Top of Text excerpt

The survey, conducted among 1,500 ex-employees who have resigned from a job within the last five years, also discovered that an additional third of employees are not being asked to feedback at all, revealing a missed opportunity for valuable employee engagement.
Instead, organisations risk employee feedback being shared online, with the rise of public review platforms such as Glassdoor and Comparably, which 69% of survey respondents have used to review a previous employer. With over half of these reviews holding negative sentiment, by skipping the process of an exit interview, employers are missing the chance to resolve the issues and concerns of their workforce internally.
The majority of participants state they would have felt comfortable enough to share these views and opinions with their employer, if they were asked. Specifically being open to providing feedback on the following:
- Company culture – 72%
- Mental health implications of the role – 72%
- Their line manager – 70%
- Colleagues and peers – 69%
Áine Fanning, Managing Director at Cpl’s Talent Evolution Group, comments, “There’s a clear disconnect between why employers think their employees are leaving and the actual reason behind employee exits.

Bottom of Text excerpt
Top of Raw data

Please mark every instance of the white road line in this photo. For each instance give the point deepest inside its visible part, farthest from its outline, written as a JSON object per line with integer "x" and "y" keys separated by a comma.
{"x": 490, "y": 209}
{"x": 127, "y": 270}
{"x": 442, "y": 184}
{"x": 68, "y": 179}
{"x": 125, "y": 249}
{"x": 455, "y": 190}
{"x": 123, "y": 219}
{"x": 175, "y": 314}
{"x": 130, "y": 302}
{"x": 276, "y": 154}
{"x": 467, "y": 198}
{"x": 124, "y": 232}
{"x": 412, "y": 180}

Bottom of Raw data

Study questions:
A – List the topics, with their percentages, on which respondents in the survey text said they would have been open to giving feedback.
B – Copy the survey text word for word from "The majority of" to "behind employee exits.".

Answers to the exercises:
A –
- Company culture – 72%
- Mental health implications of the role – 72%
- Their line manager – 70%
- Colleagues and peers – 69%

B –
The majority of participants state they would have felt comfortable enough to share these views and opinions with their employer, if they were asked. Specifically being open to providing feedback on the following:
- Company culture – 72%
- Mental health implications of the role – 72%
- Their line manager – 70%
- Colleagues and peers – 69%
Áine Fanning, Managing Director at Cpl’s Talent Evolution Group, comments, “There’s a clear disconnect between why employers think their employees are leaving and the actual reason behind employee exits.